What the task requires: Start at the line in the entries below that contains "Target: sky", stop at the line that contains "x=413, y=162", and output exactly the lines in that span, both ends included.

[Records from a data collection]
******

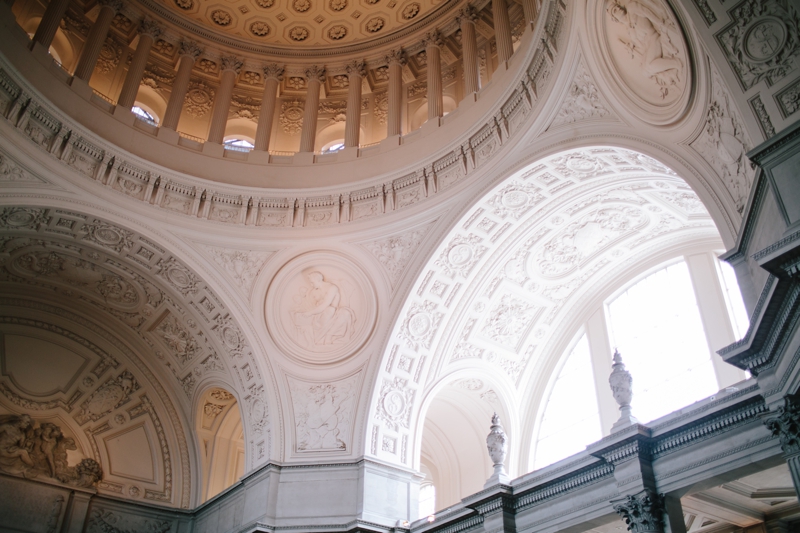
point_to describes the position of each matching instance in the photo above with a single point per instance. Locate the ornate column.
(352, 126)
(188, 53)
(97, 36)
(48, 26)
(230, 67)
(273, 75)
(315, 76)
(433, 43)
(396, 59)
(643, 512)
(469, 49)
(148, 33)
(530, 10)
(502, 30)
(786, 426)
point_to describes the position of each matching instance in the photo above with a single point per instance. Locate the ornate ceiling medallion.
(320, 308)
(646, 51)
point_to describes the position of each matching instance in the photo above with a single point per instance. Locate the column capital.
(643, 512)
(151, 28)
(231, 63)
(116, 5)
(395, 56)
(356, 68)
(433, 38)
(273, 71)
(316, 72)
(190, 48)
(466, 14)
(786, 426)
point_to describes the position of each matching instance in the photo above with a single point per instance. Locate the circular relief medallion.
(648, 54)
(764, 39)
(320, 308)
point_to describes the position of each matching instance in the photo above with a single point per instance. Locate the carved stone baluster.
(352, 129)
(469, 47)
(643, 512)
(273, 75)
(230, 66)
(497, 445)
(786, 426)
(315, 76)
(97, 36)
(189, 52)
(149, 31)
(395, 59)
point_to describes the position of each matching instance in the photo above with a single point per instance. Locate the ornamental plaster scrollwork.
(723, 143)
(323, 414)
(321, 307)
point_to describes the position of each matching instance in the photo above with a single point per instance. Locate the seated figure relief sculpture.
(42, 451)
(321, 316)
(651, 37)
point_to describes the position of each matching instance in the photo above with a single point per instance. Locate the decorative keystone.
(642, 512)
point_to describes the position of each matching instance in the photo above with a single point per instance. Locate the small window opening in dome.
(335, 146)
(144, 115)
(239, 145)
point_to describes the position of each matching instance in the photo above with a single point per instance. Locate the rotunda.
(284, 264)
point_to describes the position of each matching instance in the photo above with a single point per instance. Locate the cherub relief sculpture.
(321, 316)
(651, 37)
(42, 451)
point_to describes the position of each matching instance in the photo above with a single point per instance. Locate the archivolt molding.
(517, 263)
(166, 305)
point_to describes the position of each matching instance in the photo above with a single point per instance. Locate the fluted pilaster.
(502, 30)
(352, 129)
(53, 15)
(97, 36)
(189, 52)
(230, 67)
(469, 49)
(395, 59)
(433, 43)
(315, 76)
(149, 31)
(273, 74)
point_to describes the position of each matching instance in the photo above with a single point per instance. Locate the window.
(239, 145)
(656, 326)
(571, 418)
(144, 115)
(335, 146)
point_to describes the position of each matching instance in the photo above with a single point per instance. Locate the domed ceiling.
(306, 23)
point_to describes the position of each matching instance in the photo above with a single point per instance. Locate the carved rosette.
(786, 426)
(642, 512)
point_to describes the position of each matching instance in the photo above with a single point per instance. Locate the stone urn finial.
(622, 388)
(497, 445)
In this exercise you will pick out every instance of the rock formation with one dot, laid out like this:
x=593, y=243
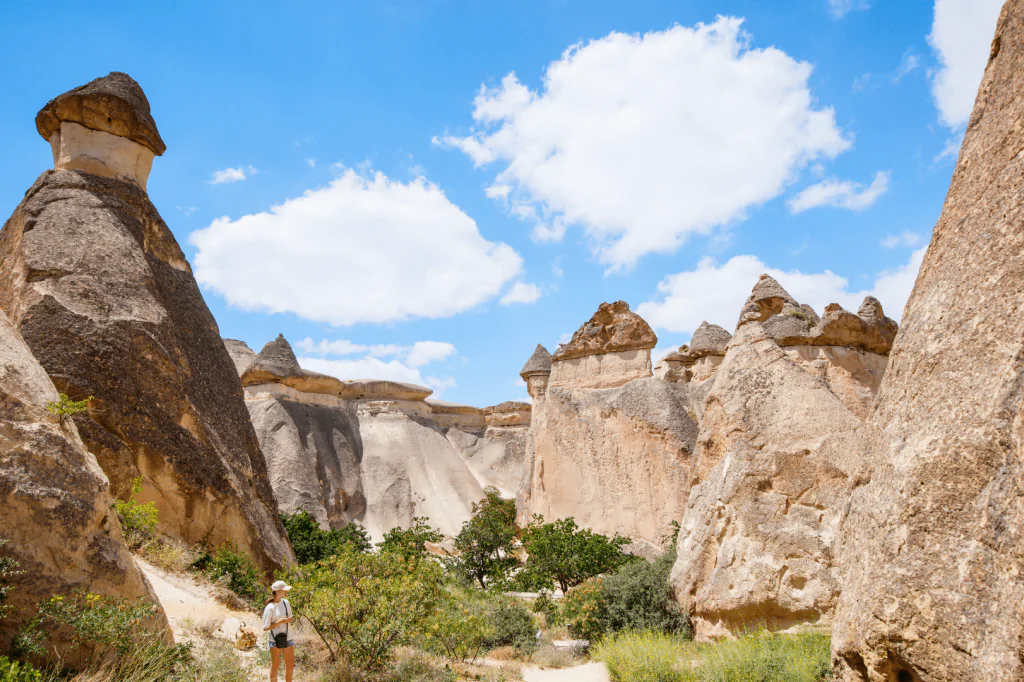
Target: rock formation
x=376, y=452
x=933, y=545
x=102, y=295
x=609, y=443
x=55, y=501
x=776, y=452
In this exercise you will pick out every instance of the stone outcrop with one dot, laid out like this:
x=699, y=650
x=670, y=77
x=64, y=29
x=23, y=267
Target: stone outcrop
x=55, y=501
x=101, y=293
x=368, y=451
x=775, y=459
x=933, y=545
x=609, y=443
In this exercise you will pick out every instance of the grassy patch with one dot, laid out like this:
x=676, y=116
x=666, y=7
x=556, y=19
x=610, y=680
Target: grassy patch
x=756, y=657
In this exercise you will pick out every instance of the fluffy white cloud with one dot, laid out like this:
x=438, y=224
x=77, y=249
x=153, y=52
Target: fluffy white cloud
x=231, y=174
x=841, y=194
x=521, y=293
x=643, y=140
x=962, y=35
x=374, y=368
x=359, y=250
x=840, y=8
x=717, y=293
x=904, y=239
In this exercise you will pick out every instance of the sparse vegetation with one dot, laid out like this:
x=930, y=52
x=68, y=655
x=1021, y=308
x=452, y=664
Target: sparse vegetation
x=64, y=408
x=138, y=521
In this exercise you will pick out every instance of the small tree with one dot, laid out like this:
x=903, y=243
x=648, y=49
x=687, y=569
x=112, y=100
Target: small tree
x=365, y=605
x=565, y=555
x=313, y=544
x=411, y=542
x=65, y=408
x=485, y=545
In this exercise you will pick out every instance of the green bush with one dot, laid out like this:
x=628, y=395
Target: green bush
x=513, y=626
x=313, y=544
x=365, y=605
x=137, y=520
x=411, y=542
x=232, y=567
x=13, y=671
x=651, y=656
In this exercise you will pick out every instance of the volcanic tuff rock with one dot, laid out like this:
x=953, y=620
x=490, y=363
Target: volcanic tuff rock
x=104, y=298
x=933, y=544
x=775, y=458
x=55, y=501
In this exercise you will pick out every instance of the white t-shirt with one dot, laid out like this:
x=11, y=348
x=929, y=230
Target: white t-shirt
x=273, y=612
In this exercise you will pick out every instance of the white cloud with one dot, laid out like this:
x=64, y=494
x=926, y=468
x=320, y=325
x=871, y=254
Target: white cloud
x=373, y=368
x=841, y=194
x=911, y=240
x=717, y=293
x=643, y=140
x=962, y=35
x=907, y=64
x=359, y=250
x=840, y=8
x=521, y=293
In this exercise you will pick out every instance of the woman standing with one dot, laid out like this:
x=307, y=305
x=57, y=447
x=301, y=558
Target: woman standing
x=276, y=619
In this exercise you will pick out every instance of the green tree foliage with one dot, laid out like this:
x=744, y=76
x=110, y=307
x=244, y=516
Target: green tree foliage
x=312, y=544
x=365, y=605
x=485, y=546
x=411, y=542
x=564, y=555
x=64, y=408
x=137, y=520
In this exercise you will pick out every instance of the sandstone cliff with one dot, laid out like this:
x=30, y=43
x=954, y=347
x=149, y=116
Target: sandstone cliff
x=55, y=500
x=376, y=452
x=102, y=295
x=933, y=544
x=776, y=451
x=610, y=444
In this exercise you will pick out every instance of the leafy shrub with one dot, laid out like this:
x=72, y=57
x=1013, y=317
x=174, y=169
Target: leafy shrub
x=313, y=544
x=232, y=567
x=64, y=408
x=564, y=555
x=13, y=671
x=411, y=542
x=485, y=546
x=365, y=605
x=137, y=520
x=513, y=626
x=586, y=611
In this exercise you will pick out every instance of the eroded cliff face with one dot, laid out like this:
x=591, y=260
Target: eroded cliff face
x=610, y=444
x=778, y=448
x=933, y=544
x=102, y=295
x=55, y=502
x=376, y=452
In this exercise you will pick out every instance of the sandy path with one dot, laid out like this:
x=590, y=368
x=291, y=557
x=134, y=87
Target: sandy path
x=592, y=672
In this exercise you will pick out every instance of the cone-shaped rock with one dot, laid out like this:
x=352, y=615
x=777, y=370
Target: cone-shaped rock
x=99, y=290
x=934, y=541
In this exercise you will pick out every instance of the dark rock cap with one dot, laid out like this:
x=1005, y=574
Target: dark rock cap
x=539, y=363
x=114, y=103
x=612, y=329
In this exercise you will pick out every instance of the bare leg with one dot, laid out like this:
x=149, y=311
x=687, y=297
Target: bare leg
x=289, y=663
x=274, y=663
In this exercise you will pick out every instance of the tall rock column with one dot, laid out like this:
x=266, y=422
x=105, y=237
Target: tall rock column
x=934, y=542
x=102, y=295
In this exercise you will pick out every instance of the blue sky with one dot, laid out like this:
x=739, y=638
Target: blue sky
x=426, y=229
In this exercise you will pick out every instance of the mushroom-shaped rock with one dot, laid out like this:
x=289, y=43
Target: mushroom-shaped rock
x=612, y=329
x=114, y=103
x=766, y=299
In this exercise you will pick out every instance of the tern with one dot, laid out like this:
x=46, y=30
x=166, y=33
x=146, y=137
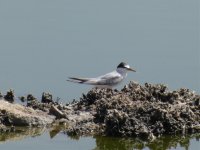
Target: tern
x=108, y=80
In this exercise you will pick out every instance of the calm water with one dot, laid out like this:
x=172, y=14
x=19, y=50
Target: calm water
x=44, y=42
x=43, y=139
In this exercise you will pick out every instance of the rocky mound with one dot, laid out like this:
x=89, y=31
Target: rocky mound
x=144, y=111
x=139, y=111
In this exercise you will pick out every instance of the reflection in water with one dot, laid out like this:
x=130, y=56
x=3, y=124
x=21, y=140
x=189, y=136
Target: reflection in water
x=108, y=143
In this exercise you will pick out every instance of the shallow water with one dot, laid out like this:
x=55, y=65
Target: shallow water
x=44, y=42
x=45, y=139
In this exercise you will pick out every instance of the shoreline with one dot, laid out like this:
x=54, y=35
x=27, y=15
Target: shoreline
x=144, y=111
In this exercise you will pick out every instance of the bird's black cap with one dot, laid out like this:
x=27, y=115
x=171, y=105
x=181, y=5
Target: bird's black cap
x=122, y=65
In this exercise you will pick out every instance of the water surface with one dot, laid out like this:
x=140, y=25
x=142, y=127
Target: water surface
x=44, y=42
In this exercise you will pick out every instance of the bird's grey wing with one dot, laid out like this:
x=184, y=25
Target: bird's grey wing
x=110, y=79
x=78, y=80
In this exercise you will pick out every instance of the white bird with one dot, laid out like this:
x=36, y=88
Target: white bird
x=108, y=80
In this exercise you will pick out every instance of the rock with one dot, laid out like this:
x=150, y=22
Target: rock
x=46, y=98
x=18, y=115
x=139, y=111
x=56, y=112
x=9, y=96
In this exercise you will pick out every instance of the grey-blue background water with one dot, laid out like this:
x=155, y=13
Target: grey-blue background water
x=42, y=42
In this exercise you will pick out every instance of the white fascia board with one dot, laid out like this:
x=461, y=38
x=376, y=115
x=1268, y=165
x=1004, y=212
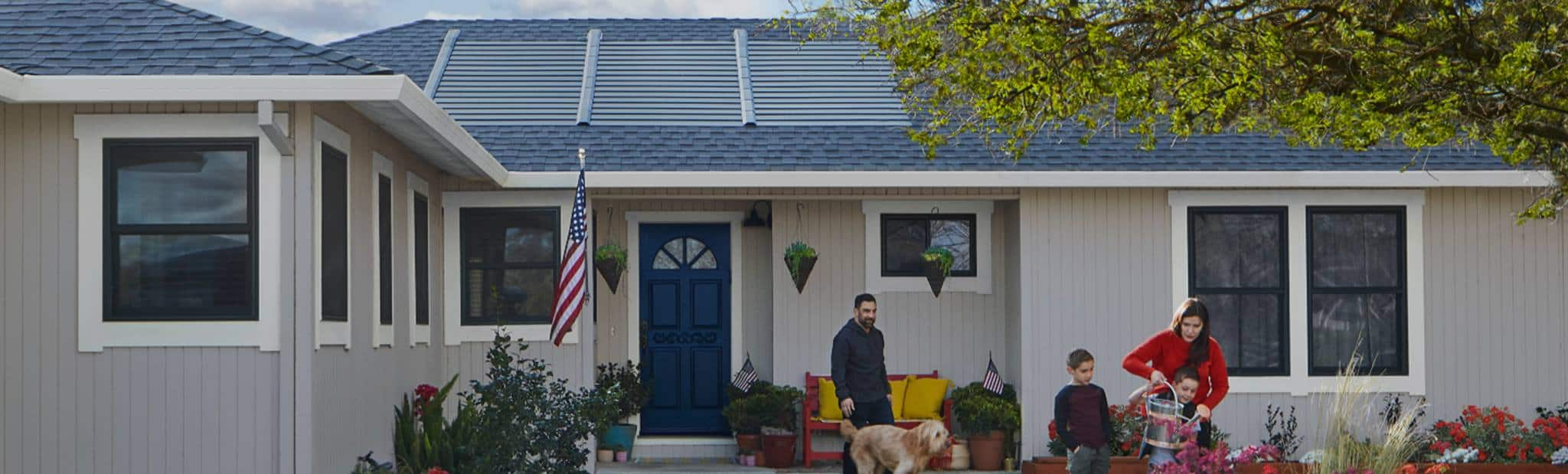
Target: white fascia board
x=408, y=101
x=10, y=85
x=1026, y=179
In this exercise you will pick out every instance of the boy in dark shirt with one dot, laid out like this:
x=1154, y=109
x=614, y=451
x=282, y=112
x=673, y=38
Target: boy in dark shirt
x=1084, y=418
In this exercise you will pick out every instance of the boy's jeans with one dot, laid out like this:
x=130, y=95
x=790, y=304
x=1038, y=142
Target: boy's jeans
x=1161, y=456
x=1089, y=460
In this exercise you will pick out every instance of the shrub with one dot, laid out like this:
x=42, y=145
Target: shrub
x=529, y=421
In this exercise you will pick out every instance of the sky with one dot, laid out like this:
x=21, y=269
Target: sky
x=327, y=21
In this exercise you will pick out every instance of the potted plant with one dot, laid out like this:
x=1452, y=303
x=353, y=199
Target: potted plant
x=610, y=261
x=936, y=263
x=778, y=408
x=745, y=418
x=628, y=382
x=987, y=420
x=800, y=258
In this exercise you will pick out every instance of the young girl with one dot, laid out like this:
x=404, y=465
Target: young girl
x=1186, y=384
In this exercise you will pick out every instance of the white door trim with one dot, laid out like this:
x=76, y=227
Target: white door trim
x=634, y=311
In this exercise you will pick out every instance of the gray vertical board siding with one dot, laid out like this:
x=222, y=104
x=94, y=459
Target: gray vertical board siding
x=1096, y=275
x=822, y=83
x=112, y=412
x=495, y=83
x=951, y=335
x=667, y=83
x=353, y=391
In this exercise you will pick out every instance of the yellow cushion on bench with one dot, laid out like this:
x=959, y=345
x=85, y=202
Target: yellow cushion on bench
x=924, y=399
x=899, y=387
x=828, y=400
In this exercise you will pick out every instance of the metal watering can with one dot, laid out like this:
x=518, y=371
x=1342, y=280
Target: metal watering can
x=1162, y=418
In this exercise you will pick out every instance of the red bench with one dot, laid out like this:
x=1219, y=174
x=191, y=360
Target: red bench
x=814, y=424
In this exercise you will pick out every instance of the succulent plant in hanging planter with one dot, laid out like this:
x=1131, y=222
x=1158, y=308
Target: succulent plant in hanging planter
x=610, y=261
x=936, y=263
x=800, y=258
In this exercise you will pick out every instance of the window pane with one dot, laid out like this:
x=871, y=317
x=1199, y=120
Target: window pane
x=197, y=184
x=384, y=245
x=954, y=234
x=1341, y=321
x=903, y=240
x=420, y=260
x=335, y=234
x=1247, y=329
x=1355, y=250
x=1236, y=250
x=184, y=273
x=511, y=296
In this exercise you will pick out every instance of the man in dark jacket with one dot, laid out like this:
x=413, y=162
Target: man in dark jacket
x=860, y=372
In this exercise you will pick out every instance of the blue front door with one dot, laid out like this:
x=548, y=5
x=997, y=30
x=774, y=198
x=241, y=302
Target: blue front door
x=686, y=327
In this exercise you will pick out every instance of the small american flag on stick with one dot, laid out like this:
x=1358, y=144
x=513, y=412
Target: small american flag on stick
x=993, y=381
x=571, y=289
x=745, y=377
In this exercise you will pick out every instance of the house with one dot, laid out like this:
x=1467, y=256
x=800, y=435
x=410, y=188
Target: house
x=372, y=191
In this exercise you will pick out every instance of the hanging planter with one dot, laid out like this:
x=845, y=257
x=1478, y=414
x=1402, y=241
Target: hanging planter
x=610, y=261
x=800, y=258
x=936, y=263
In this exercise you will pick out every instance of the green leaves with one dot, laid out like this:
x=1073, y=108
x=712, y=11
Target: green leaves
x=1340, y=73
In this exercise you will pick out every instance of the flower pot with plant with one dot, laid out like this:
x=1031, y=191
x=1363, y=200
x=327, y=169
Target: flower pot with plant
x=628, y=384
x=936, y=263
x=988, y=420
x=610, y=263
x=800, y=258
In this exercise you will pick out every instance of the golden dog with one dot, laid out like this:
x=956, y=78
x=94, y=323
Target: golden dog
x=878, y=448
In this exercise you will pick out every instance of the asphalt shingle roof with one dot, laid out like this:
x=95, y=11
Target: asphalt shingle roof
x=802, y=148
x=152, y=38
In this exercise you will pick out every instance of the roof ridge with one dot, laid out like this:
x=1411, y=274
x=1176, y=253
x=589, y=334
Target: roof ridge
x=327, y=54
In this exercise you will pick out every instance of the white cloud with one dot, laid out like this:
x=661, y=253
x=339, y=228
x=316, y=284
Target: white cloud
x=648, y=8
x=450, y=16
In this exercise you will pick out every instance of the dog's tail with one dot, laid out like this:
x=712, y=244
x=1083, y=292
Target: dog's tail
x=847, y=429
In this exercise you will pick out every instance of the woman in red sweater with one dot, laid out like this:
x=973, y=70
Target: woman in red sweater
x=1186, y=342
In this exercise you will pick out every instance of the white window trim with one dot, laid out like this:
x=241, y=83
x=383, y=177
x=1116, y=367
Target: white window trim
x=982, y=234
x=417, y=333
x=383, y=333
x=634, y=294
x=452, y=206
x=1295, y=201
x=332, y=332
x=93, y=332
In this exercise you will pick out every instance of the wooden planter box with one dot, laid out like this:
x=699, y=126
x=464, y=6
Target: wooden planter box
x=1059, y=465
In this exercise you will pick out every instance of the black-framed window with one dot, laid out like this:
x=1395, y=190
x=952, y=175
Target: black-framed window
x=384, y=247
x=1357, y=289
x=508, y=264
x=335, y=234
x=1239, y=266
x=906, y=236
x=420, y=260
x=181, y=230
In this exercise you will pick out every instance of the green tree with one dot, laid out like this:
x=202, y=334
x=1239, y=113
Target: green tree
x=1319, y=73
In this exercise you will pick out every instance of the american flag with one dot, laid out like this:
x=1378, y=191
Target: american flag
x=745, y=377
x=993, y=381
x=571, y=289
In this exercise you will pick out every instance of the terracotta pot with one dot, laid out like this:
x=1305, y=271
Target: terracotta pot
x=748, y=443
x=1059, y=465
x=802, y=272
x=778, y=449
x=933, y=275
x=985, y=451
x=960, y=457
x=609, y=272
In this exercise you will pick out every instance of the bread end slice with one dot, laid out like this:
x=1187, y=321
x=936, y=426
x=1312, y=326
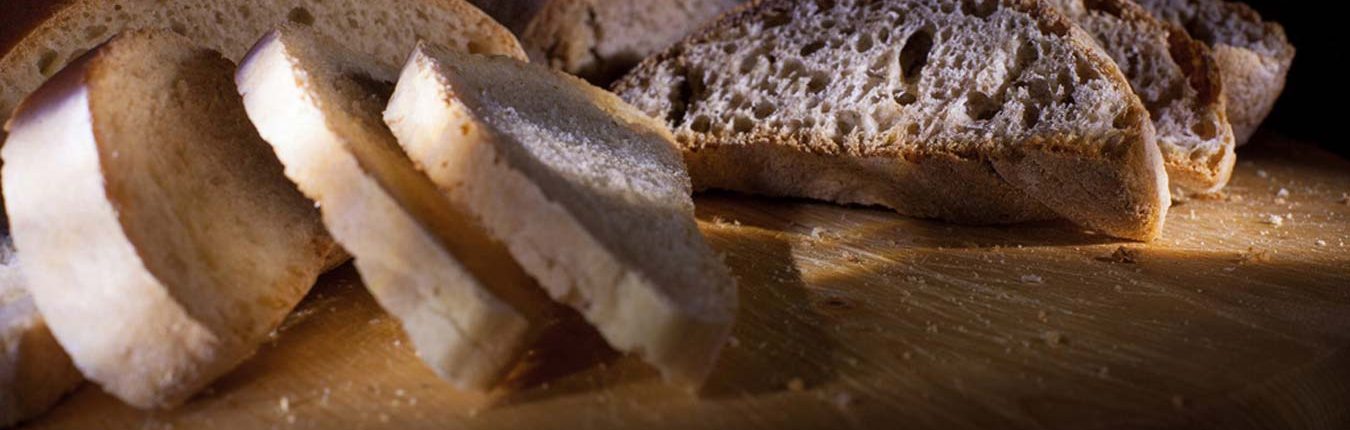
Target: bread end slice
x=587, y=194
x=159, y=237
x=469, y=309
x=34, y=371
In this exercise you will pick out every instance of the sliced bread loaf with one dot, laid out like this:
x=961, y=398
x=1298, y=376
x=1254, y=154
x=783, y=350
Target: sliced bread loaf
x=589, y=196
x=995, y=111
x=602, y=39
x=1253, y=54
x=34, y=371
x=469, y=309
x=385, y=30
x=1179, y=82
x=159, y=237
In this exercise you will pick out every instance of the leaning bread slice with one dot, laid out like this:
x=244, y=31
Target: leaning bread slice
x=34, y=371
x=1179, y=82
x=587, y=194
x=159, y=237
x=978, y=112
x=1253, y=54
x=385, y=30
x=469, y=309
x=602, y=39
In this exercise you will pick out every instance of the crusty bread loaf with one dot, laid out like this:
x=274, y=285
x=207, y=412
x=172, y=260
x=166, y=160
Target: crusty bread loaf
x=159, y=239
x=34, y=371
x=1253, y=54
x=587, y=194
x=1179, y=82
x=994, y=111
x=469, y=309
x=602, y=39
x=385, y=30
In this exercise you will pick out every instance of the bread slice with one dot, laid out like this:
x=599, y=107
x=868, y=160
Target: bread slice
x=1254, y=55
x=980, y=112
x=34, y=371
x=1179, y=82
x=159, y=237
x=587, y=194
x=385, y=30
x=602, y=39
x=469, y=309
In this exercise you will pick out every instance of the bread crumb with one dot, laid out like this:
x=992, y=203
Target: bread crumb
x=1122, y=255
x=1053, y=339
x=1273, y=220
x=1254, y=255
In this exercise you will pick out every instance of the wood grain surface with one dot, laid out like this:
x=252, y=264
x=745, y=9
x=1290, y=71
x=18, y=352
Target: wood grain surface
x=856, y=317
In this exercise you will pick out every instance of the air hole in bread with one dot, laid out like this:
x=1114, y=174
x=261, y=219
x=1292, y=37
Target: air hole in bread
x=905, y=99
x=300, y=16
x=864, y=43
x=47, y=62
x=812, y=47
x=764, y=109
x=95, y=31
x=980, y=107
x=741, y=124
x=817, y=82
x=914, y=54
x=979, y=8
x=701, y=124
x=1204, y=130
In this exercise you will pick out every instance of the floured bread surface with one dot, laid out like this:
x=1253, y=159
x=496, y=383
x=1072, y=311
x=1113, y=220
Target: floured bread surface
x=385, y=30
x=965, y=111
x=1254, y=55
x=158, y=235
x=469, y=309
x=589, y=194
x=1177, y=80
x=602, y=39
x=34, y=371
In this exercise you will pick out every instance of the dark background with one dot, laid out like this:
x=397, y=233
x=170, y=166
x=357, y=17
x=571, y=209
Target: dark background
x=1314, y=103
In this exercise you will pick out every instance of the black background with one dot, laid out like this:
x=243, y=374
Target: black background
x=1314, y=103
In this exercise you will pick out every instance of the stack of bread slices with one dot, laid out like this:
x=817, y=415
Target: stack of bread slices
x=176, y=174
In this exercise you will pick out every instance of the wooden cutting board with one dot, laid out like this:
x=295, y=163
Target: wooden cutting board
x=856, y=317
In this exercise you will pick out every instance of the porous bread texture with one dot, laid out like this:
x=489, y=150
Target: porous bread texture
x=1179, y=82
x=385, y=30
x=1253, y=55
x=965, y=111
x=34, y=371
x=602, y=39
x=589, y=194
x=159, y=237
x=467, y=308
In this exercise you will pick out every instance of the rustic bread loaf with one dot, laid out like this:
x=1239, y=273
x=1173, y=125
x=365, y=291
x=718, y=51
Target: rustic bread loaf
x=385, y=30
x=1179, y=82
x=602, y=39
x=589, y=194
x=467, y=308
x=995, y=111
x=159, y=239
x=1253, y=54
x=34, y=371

******

Solution to the exercise:
Target: sky
x=327, y=21
In this exercise you will pick out every instance of the potted plant with one dot, laid out like this:
x=1452, y=303
x=353, y=199
Target: potted plant
x=610, y=261
x=936, y=263
x=778, y=408
x=745, y=418
x=628, y=382
x=987, y=420
x=800, y=258
In this exercise you will pick out every instance of the young girl with one dot, laid out like this:
x=404, y=465
Target: young girl
x=1186, y=384
In this exercise you will pick out every instance of the white door trim with one dot, laid out like this:
x=76, y=227
Target: white door trim
x=634, y=311
In this exercise you will pick out every instance of the gray vertical board siding with one dot, laid out like this:
x=222, y=104
x=94, y=459
Target: gray vertical board siding
x=1096, y=275
x=822, y=83
x=112, y=412
x=495, y=83
x=951, y=335
x=667, y=83
x=353, y=391
In this exercise you will pick out every instance of the yellow cushion on bench with one dot, laid out like this:
x=959, y=345
x=85, y=202
Target: yellow cushion on bench
x=924, y=399
x=899, y=387
x=828, y=400
In this exercise you will pick out every instance of the metal watering can with one dot, laid out like this:
x=518, y=371
x=1342, y=280
Target: metal watering can
x=1162, y=418
In this exercise you will pick out every instance of the red bench with one dot, laid out like this:
x=1219, y=174
x=191, y=360
Target: red bench
x=814, y=424
In this exercise you will pick out every instance of the succulent plant in hanging planter with one dot, laid out like this:
x=1131, y=222
x=1158, y=308
Target: succulent plant in hanging planter
x=610, y=261
x=936, y=263
x=800, y=258
In this exercise you will pick out every instance of the window pane with one dot, laid out like this:
x=871, y=317
x=1199, y=120
Target: window pane
x=197, y=184
x=384, y=245
x=954, y=234
x=1341, y=321
x=903, y=240
x=420, y=260
x=335, y=234
x=1247, y=329
x=1355, y=250
x=1236, y=250
x=184, y=273
x=511, y=296
In this exercise you will pick out every instance of the man in dark jacket with one dot, laid out like this:
x=413, y=162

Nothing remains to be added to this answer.